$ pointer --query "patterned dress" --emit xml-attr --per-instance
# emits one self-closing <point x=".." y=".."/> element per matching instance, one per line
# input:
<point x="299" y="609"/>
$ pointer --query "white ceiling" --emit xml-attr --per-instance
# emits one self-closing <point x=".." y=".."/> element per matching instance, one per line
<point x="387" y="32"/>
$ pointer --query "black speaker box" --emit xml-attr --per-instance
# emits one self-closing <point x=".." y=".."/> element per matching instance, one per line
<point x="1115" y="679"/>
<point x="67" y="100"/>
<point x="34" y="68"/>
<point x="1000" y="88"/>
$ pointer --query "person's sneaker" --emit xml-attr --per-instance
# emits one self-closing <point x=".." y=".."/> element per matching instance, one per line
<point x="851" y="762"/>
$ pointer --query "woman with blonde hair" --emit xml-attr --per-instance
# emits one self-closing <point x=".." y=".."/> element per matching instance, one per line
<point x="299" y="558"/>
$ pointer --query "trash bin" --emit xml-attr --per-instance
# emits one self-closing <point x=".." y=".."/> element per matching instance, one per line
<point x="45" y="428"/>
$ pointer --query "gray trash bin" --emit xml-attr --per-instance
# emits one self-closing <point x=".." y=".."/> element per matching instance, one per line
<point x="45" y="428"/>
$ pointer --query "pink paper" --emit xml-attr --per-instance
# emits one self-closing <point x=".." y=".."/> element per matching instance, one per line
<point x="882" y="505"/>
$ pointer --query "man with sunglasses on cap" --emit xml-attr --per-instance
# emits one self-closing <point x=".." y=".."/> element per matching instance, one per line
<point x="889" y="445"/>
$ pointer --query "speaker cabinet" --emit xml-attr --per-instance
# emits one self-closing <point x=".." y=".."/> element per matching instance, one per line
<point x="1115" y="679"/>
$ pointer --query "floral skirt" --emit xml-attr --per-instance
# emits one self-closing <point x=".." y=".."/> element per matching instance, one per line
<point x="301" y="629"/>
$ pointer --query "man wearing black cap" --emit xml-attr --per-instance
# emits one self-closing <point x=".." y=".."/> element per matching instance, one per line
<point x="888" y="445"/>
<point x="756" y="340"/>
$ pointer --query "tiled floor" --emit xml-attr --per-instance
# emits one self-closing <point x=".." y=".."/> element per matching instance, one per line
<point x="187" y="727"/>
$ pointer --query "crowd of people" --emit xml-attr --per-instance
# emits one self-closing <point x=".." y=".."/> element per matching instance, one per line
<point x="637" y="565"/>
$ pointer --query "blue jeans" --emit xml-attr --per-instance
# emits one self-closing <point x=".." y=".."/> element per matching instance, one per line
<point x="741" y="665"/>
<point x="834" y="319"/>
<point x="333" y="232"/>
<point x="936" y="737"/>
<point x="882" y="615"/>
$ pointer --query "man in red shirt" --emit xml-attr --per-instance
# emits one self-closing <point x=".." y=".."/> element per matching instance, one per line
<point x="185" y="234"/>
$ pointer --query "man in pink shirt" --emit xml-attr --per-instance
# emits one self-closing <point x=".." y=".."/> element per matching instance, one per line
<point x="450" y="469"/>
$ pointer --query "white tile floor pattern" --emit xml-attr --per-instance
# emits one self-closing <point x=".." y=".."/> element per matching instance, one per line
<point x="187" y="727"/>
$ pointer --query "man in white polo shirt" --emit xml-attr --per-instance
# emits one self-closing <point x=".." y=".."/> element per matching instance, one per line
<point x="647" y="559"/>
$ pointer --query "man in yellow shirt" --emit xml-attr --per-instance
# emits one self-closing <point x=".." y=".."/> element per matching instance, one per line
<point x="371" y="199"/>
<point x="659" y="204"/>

# EXERCISE DETAILS:
Only lines holding the word "shirt" are wanted; list them all from the material.

# REPLY TO THE TASK:
$ pointer --query "man in red shirt" --emit xml-attr --per-instance
$ pointer --query "man in pink shirt" --emit xml-attr --per-instance
$ pointer --query "man in white polo shirt" --emit xml-attr --per-instance
$ pointer --query "man in yellow shirt" --emit xml-attr --per-instance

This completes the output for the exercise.